--- DATA PROVIDED ---

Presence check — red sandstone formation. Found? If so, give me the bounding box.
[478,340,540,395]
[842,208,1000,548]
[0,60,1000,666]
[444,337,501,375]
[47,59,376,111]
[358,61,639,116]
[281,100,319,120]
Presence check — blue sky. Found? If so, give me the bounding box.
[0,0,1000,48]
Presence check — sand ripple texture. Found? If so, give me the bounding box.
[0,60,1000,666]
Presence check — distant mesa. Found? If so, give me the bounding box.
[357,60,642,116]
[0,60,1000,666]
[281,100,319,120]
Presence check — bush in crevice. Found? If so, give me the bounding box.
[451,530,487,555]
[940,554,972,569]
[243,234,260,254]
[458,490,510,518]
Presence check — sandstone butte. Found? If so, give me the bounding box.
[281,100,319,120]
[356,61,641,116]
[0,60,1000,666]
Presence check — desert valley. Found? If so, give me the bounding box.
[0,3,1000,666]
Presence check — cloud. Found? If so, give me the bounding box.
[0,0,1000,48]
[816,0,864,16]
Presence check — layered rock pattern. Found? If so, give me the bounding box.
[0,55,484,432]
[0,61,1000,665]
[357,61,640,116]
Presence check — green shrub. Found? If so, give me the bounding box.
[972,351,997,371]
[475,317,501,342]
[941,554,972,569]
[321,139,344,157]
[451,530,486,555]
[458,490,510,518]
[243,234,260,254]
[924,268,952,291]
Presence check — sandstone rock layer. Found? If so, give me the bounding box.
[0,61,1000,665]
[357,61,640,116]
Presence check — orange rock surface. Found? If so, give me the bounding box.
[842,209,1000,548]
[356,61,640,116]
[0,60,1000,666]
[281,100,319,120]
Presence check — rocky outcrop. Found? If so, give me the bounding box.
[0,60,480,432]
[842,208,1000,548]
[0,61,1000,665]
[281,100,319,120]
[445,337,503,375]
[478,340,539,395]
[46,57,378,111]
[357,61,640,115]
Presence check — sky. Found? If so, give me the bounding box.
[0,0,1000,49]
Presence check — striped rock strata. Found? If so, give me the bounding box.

---

Can you write out every row above again, requests included, adjusting each bounding-box coordinate in the answers by adding -17 to it?

● **RIGHT ANSWER**:
Presence check — red sandstone formation. Found? If so, give me the bounding box.
[461,323,523,378]
[825,191,983,531]
[-17,43,983,649]
[427,320,484,358]
[30,42,359,94]
[341,44,622,99]
[264,83,302,103]
Presence check — blue sky. Found? If so, give me the bounding box.
[-17,-17,983,31]
Presence check — sand ripple texture. Found? If so, give me the bounding box.
[-17,43,983,649]
Presence check — distant mesa. Found? If so, give me the bounding box.
[340,43,625,99]
[-17,43,983,649]
[264,83,302,103]
Presence check — bush in crevice. Found? If so, give me the bounding box.
[434,513,470,538]
[923,537,955,552]
[226,217,243,237]
[441,473,493,501]
Presence check — sandstone butte. Found? If so, give me the bounding box.
[264,83,302,103]
[339,44,624,99]
[-17,43,983,649]
Presence check — desert valley. Found? If so, give me the bounding box.
[-17,-14,983,649]
Presence check — cloud. Found? If so, give me the bounding box.
[-17,-17,983,31]
[799,-17,847,-1]
Presence check — layered rock pattern. Found? If so, give me the bounding box.
[-17,38,467,415]
[-17,44,983,648]
[340,44,623,99]
Presence check — green shrub. Found? If so, give me the bounding box.
[955,334,980,354]
[458,300,484,325]
[924,537,955,552]
[304,122,327,140]
[434,513,469,538]
[441,473,493,501]
[226,217,243,237]
[907,251,935,274]
Presence check — sandstone rock layer. Found? If so, give me the bounding box.
[-17,44,983,648]
[340,44,623,99]
Presence check — orange rock surface. Found? If so, give me the bounding box.
[825,192,983,531]
[339,44,623,99]
[-17,43,983,649]
[264,83,302,103]
Presence check — rocky outcrop. Found? If so, give me the bounding box.
[-17,43,463,415]
[825,191,983,531]
[-17,44,983,648]
[264,83,302,103]
[428,320,486,358]
[461,323,522,378]
[29,40,361,94]
[340,44,623,98]
Presence check — sky. Found? If so, give me the bounding box.
[-17,-17,983,32]
Presence check — striped rock strata. Found? If so, give me the bounding box.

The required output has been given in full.